SELECTED TEXT>
Sponsored by the U.S. Department of Transportation, Carnegie Mellon Mobility21 National University Transportation Center, a team of faculty and students led by Emeritus Professor, Umit Ozguner at Ohio State’s Center for Automotive Research have developed a new dataset that can help researchers better understand vehicle-pedestrian interaction in crowded areas. The dataset was created by collecting data from two scenarios. The first being an experimental setup where specific pedestrian-vehicle interaction patterns  were created and a second where natural scenarios occurred on the crowded campus of Dalian University of Technology in Dalian, China. Data from both scenarios were captured by drones.

 

Dongfang with research poster
Graduate student, Dongfang Yang says the new dataset can benefit the design of more realistic simulation models for vehicle-pedestrian interaction and can also be used to improve the accuracy of pedestrian behavior prediction in autonomous driving.

“Instead of analyzing the behavior of one or two pedestrians, our dataset considers the behavior of multiple pedestrians, i.e., crowd behavior,” said Dongfang Yang, a graduate student in the Department of Electrical and Computer Engineering. “Typical scenarios are shared spaces such as squares, train stations, shopping malls, university campuses, and old small streets, where the vehicle-pedestrian interaction is unavoidable. The new dataset can benefit the design of more realistic simulation models for vehicle-pedestrian interaction. It can also be used to improve the accuracy of pedestrian behavior prediction in autonomous driving.”

The dataset is publically accessible and has received the attention of several researchers, particularly from a European project, SocialCars. One researcher from the project, Fatema Johora, from Clausthal University of Technology in Germany has joined the team at Ohio State to work on a collaborative project about modeling multi-pedestrian behavior in mixed traffic scenarios. The new dataset will be utilized to validate the proposed methods.

STORED DATA>
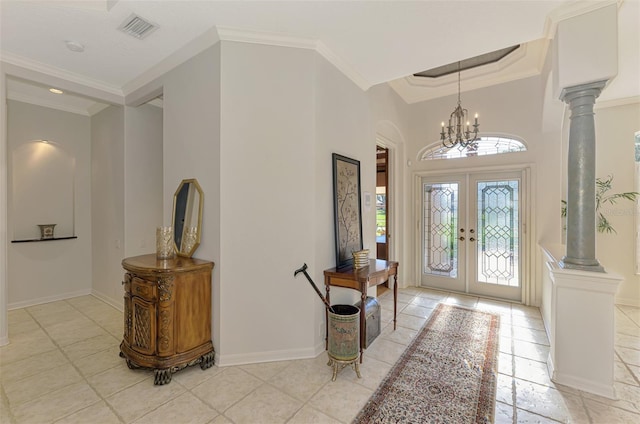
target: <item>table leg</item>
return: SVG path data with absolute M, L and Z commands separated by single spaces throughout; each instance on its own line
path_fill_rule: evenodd
M 367 287 L 369 287 L 369 284 L 367 283 L 366 286 L 364 286 L 360 292 L 360 363 L 362 363 L 362 352 L 364 350 L 364 338 L 366 337 L 366 333 L 365 333 L 365 319 L 367 316 L 367 311 L 366 311 L 366 305 L 365 302 L 367 301 Z
M 327 298 L 327 303 L 331 305 L 331 297 L 329 294 L 329 290 L 331 285 L 329 284 L 329 277 L 324 277 L 324 288 L 325 288 L 325 297 Z M 324 350 L 329 350 L 329 310 L 324 308 Z
M 393 330 L 396 329 L 396 314 L 398 311 L 398 274 L 393 276 Z

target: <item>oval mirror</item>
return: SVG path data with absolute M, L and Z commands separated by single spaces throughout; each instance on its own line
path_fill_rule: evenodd
M 176 254 L 190 258 L 200 245 L 204 194 L 195 179 L 182 180 L 173 195 L 173 237 Z

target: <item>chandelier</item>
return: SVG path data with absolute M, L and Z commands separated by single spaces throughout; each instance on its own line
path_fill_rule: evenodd
M 458 106 L 451 112 L 449 116 L 449 125 L 445 132 L 444 122 L 442 122 L 442 132 L 440 139 L 442 145 L 447 148 L 460 146 L 465 148 L 474 141 L 478 140 L 478 114 L 476 113 L 473 123 L 473 131 L 469 129 L 469 118 L 467 109 L 463 109 L 460 104 L 460 62 L 458 62 Z

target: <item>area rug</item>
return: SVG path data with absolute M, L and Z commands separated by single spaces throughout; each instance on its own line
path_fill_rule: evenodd
M 491 423 L 500 317 L 438 304 L 355 418 L 369 423 Z

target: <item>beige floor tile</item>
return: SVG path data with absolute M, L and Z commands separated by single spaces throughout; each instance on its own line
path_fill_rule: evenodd
M 21 361 L 56 349 L 49 336 L 40 328 L 12 337 L 10 343 L 0 347 L 0 364 Z
M 74 364 L 86 378 L 124 363 L 124 359 L 120 357 L 119 352 L 120 348 L 118 346 L 112 346 L 93 355 L 76 359 Z
M 0 365 L 2 384 L 13 383 L 33 375 L 67 364 L 69 361 L 58 349 Z
M 59 346 L 67 346 L 93 337 L 109 335 L 102 327 L 86 317 L 56 324 L 46 330 L 49 337 Z
M 640 415 L 615 406 L 606 405 L 591 399 L 584 401 L 589 416 L 594 423 L 637 423 L 640 422 Z
M 430 297 L 416 296 L 413 298 L 408 306 L 421 306 L 423 308 L 434 309 L 440 303 L 439 299 L 432 299 Z M 393 305 L 392 305 L 393 307 Z
M 62 350 L 69 360 L 75 361 L 77 359 L 84 358 L 85 356 L 106 350 L 118 343 L 118 339 L 113 337 L 111 334 L 104 333 L 96 337 L 81 339 L 75 343 L 63 346 Z
M 148 384 L 153 384 L 153 372 L 143 369 L 132 370 L 122 363 L 114 368 L 109 368 L 106 371 L 87 378 L 91 387 L 103 398 L 109 397 L 143 380 L 148 380 Z
M 545 331 L 542 318 L 530 318 L 512 314 L 511 325 L 514 327 L 532 328 L 534 330 Z
M 433 308 L 427 308 L 415 304 L 407 305 L 407 307 L 402 310 L 403 314 L 413 315 L 418 318 L 429 318 L 432 312 Z
M 516 416 L 518 417 L 518 424 L 557 424 L 560 422 L 523 409 L 517 409 Z
M 12 340 L 18 334 L 40 329 L 40 324 L 38 324 L 36 320 L 31 318 L 31 316 L 26 312 L 24 315 L 26 317 L 16 319 L 15 322 L 11 322 L 11 320 L 9 320 L 9 340 Z
M 303 406 L 287 424 L 340 424 L 340 421 L 323 414 L 308 405 Z
M 418 293 L 418 296 L 420 297 L 428 297 L 430 299 L 436 299 L 436 300 L 446 299 L 448 295 L 449 293 L 444 291 L 434 290 L 434 289 L 425 289 L 425 288 L 421 289 L 420 293 Z
M 224 368 L 218 366 L 212 366 L 203 370 L 200 365 L 194 365 L 192 367 L 183 368 L 177 373 L 173 374 L 172 380 L 182 384 L 187 389 L 192 389 L 200 384 L 204 383 L 214 375 L 221 372 Z
M 262 380 L 248 372 L 236 367 L 227 367 L 191 389 L 191 392 L 216 411 L 224 412 L 261 384 Z
M 498 372 L 504 375 L 513 375 L 513 355 L 498 353 Z
M 466 296 L 463 294 L 452 293 L 442 301 L 447 305 L 467 306 L 473 308 L 478 303 L 478 298 L 474 296 Z
M 400 355 L 405 351 L 407 347 L 405 345 L 392 342 L 387 339 L 379 339 L 373 343 L 369 349 L 364 352 L 364 360 L 367 358 L 374 358 L 387 364 L 393 365 L 396 363 Z
M 563 394 L 558 390 L 518 378 L 515 379 L 515 383 L 518 409 L 561 422 L 567 422 L 571 418 Z
M 542 319 L 540 309 L 534 306 L 527 306 L 518 303 L 511 304 L 511 315 L 515 317 L 527 317 L 533 319 Z
M 513 377 L 498 374 L 498 383 L 496 384 L 496 401 L 513 405 Z
M 240 368 L 261 380 L 267 381 L 290 364 L 290 361 L 264 362 L 260 364 L 241 365 Z
M 538 362 L 546 362 L 549 357 L 549 346 L 522 340 L 513 341 L 513 354 Z
M 289 396 L 306 402 L 331 381 L 332 371 L 327 366 L 327 359 L 327 354 L 322 353 L 314 359 L 293 361 L 287 368 L 270 378 L 269 383 Z
M 337 383 L 337 384 L 334 384 Z M 351 422 L 371 397 L 373 391 L 349 381 L 325 384 L 309 405 L 342 422 Z
M 538 362 L 516 356 L 514 357 L 514 363 L 514 375 L 519 379 L 553 387 L 545 362 Z
M 56 424 L 121 424 L 120 418 L 113 412 L 105 401 L 100 401 L 87 408 L 67 415 Z
M 184 393 L 136 420 L 135 424 L 205 424 L 218 415 L 191 393 Z
M 375 358 L 365 358 L 360 367 L 360 376 L 353 372 L 350 367 L 345 368 L 338 374 L 338 380 L 350 381 L 352 383 L 359 384 L 361 386 L 366 387 L 370 390 L 375 390 L 378 388 L 382 380 L 387 376 L 389 371 L 392 368 L 391 364 L 386 362 L 378 361 Z M 331 383 L 329 383 L 331 384 Z
M 512 334 L 513 338 L 516 340 L 549 346 L 549 339 L 547 338 L 546 331 L 525 327 L 513 327 Z
M 494 424 L 513 424 L 513 406 L 506 403 L 496 402 L 493 413 Z
M 73 324 L 75 321 L 85 320 L 87 317 L 80 311 L 69 308 L 51 313 L 42 313 L 34 316 L 39 325 L 49 329 L 60 324 Z
M 185 388 L 175 381 L 156 386 L 150 377 L 105 400 L 125 422 L 130 423 L 184 392 Z
M 28 402 L 47 393 L 79 382 L 82 376 L 69 363 L 13 382 L 2 382 L 11 405 Z
M 85 383 L 77 383 L 50 392 L 40 398 L 12 406 L 18 424 L 54 422 L 100 401 L 100 397 Z
M 387 324 L 380 332 L 380 335 L 371 344 L 371 346 L 373 346 L 375 342 L 378 341 L 379 338 L 386 339 L 404 346 L 408 346 L 409 343 L 411 343 L 413 339 L 416 337 L 416 334 L 418 334 L 417 330 L 412 330 L 406 327 L 397 327 L 394 330 L 393 324 Z M 366 350 L 365 350 L 365 353 L 366 353 Z
M 416 317 L 405 313 L 398 314 L 398 327 L 405 327 L 411 330 L 420 330 L 427 319 L 424 317 Z
M 302 407 L 302 402 L 269 384 L 263 384 L 225 411 L 234 423 L 284 423 Z

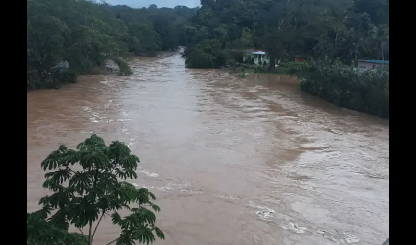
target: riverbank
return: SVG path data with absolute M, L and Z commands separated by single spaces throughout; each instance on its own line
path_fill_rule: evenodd
M 156 196 L 166 236 L 154 245 L 384 242 L 388 120 L 342 110 L 286 76 L 187 69 L 172 53 L 130 65 L 129 77 L 28 93 L 28 212 L 47 194 L 41 161 L 93 131 L 140 157 L 133 183 Z M 97 245 L 118 235 L 110 219 L 102 224 Z

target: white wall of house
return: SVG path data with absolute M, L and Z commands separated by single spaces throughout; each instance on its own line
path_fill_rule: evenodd
M 378 66 L 381 66 L 382 64 L 378 63 L 364 62 L 363 61 L 357 61 L 358 67 L 360 68 L 373 68 Z M 386 64 L 389 65 L 389 64 Z

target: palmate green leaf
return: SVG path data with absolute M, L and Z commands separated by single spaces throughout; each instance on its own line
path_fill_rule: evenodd
M 110 161 L 102 152 L 83 150 L 81 152 L 80 163 L 84 169 L 91 168 L 94 164 L 98 168 L 104 169 L 110 164 Z
M 69 149 L 64 154 L 62 160 L 64 162 L 63 164 L 65 166 L 68 166 L 69 164 L 73 165 L 79 161 L 80 158 L 79 152 L 72 149 Z
M 151 225 L 155 224 L 156 216 L 151 211 L 144 207 L 132 208 L 133 214 L 127 216 L 126 219 L 133 222 L 138 222 L 140 224 L 149 224 Z
M 90 173 L 88 172 L 77 171 L 69 181 L 69 186 L 80 194 L 90 187 L 92 184 Z
M 48 219 L 49 224 L 58 229 L 68 231 L 69 224 L 67 220 L 67 213 L 65 209 L 59 209 Z
M 158 227 L 155 227 L 155 232 L 156 233 L 156 236 L 157 236 L 158 237 L 161 239 L 165 239 L 164 234 L 162 232 L 162 231 L 161 231 L 160 229 Z
M 113 141 L 108 147 L 107 154 L 112 159 L 118 159 L 129 156 L 131 152 L 129 147 L 119 141 Z
M 119 224 L 122 221 L 121 216 L 117 211 L 114 211 L 111 214 L 111 221 L 114 224 Z
M 152 202 L 149 201 L 147 203 L 147 204 L 149 204 L 149 205 L 150 206 L 150 207 L 151 207 L 155 211 L 159 212 L 161 211 L 161 208 L 160 208 L 159 206 L 153 204 Z
M 62 184 L 69 180 L 72 175 L 71 170 L 69 169 L 60 169 L 45 174 L 45 178 L 50 179 L 51 181 Z
M 117 241 L 116 245 L 133 245 L 135 244 L 133 238 L 131 234 L 128 233 L 121 233 Z
M 54 150 L 47 156 L 46 159 L 41 163 L 41 167 L 44 170 L 46 169 L 49 170 L 56 169 L 60 165 L 62 154 L 59 151 Z
M 63 208 L 70 202 L 72 194 L 67 190 L 55 192 L 50 196 L 46 196 L 39 200 L 39 204 L 47 204 L 53 208 Z
M 77 228 L 82 228 L 89 223 L 93 223 L 98 218 L 99 210 L 96 205 L 86 198 L 76 197 L 69 205 L 68 216 Z
M 53 192 L 58 192 L 65 189 L 65 187 L 58 183 L 56 180 L 52 179 L 46 179 L 44 181 L 43 184 L 42 184 L 42 187 L 48 189 Z
M 137 163 L 139 162 L 139 157 L 135 155 L 129 155 L 120 158 L 119 163 L 124 169 L 136 170 Z
M 33 234 L 28 236 L 28 244 L 87 245 L 86 236 L 67 232 L 69 225 L 88 227 L 102 214 L 112 212 L 112 221 L 122 230 L 116 244 L 134 244 L 135 240 L 152 243 L 154 231 L 158 237 L 164 238 L 154 226 L 154 213 L 143 206 L 148 205 L 155 211 L 160 210 L 149 201 L 155 199 L 155 195 L 146 188 L 137 189 L 117 178 L 137 177 L 135 170 L 139 160 L 130 154 L 129 147 L 118 141 L 107 147 L 95 135 L 77 147 L 78 150 L 74 150 L 62 145 L 41 164 L 45 170 L 60 168 L 45 174 L 43 186 L 52 193 L 40 199 L 40 210 L 28 214 L 28 232 L 32 231 Z M 83 169 L 71 169 L 76 163 Z M 129 206 L 137 204 L 139 208 Z M 57 210 L 51 215 L 52 209 Z M 132 213 L 122 218 L 116 211 L 121 209 Z
M 135 229 L 132 233 L 133 238 L 140 243 L 149 244 L 155 241 L 155 235 L 152 233 L 152 229 L 147 226 Z

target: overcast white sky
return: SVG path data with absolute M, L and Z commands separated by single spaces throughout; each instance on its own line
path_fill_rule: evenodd
M 173 8 L 180 5 L 193 8 L 199 6 L 200 0 L 105 0 L 110 5 L 127 5 L 132 8 L 147 7 L 151 4 L 158 8 Z

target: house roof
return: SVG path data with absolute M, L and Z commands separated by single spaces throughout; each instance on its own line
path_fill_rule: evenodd
M 229 49 L 231 52 L 237 52 L 244 53 L 253 53 L 257 52 L 264 52 L 261 49 Z
M 254 52 L 252 53 L 252 54 L 266 54 L 266 52 L 263 52 L 263 51 L 258 51 L 257 52 Z
M 383 64 L 382 60 L 358 60 L 357 61 L 367 63 L 374 63 L 376 64 Z M 384 64 L 389 64 L 388 60 L 385 60 Z

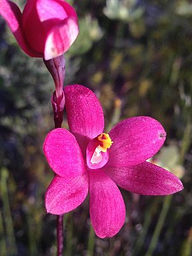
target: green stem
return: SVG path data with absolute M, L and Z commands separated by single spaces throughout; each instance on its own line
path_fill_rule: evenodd
M 95 235 L 91 223 L 90 223 L 90 232 L 88 243 L 88 256 L 93 256 L 95 248 Z
M 162 230 L 163 224 L 164 223 L 165 218 L 167 216 L 170 206 L 172 202 L 172 198 L 173 195 L 170 195 L 166 196 L 164 199 L 163 208 L 145 256 L 152 256 L 153 255 L 153 253 L 156 248 L 158 239 Z
M 6 168 L 1 170 L 1 191 L 3 201 L 3 216 L 4 220 L 5 230 L 6 234 L 7 252 L 8 255 L 17 254 L 16 241 L 14 235 L 13 223 L 11 214 L 10 204 L 7 187 L 9 173 Z
M 2 214 L 0 211 L 0 248 L 1 255 L 2 256 L 7 256 L 4 237 L 5 234 L 3 224 Z

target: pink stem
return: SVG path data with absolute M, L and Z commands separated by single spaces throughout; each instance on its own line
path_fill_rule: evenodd
M 57 216 L 57 256 L 62 256 L 63 251 L 63 214 Z
M 51 98 L 55 128 L 60 128 L 63 120 L 65 95 L 63 86 L 65 72 L 65 62 L 63 56 L 46 61 L 44 63 L 50 72 L 55 84 L 55 91 Z M 63 214 L 57 216 L 58 256 L 63 255 Z

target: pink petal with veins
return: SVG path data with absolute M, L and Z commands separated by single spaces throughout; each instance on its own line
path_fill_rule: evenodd
M 118 232 L 125 218 L 122 196 L 115 182 L 100 170 L 90 175 L 90 218 L 99 237 L 111 237 Z
M 109 132 L 113 141 L 108 166 L 137 164 L 151 157 L 161 148 L 166 138 L 161 124 L 148 116 L 125 119 Z
M 19 7 L 13 2 L 0 0 L 0 14 L 8 23 L 22 49 L 31 57 L 43 57 L 42 53 L 38 52 L 26 41 L 22 28 L 22 14 Z
M 55 129 L 48 134 L 44 151 L 51 168 L 60 176 L 79 176 L 86 171 L 76 139 L 65 129 Z
M 45 194 L 47 212 L 59 215 L 74 210 L 84 200 L 88 191 L 87 172 L 73 178 L 56 176 Z
M 166 195 L 183 189 L 181 181 L 173 174 L 150 163 L 129 167 L 102 168 L 119 186 L 145 195 Z
M 89 141 L 104 130 L 102 107 L 93 92 L 82 85 L 66 86 L 64 93 L 70 131 L 76 137 L 86 156 Z

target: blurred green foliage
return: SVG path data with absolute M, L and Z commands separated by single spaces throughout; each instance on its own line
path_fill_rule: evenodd
M 18 0 L 20 6 L 24 1 Z M 191 255 L 192 4 L 189 0 L 70 1 L 80 33 L 66 54 L 65 84 L 100 100 L 107 129 L 136 115 L 157 119 L 179 148 L 185 189 L 172 197 L 122 190 L 127 219 L 115 237 L 90 225 L 88 200 L 65 216 L 66 255 Z M 53 129 L 54 84 L 40 59 L 26 56 L 0 18 L 1 256 L 55 255 L 54 216 L 44 195 L 52 173 L 42 154 Z M 63 127 L 67 127 L 65 120 Z M 160 216 L 160 217 L 159 217 Z M 157 223 L 157 225 L 156 225 Z

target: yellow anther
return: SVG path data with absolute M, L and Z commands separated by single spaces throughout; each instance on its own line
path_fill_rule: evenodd
M 109 135 L 107 133 L 102 133 L 99 135 L 97 139 L 99 141 L 99 148 L 103 152 L 106 152 L 108 148 L 109 148 L 113 141 L 111 141 Z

SET PROBLEM 1>
From the passage on the pedestrian dataset, copy the text word for word, beginning at "The dataset is" and stopping after "the proposed methods.".
SET PROBLEM 2>
In the passage on the pedestrian dataset, where did the natural scenarios take place?

TASK RESPONSE 1>
The dataset is publically accessible and has received the attention of several researchers, particularly from a European project, SocialCars. One researcher from the project, Fatema Johora, from Clausthal University of Technology in Germany has joined the team at Ohio State to work on a collaborative project about modeling multi-pedestrian behavior in mixed traffic scenarios. The new dataset will be utilized to validate the proposed methods.

TASK RESPONSE 2>
On the crowded campus of Dalian University of Technology in Dalian, China.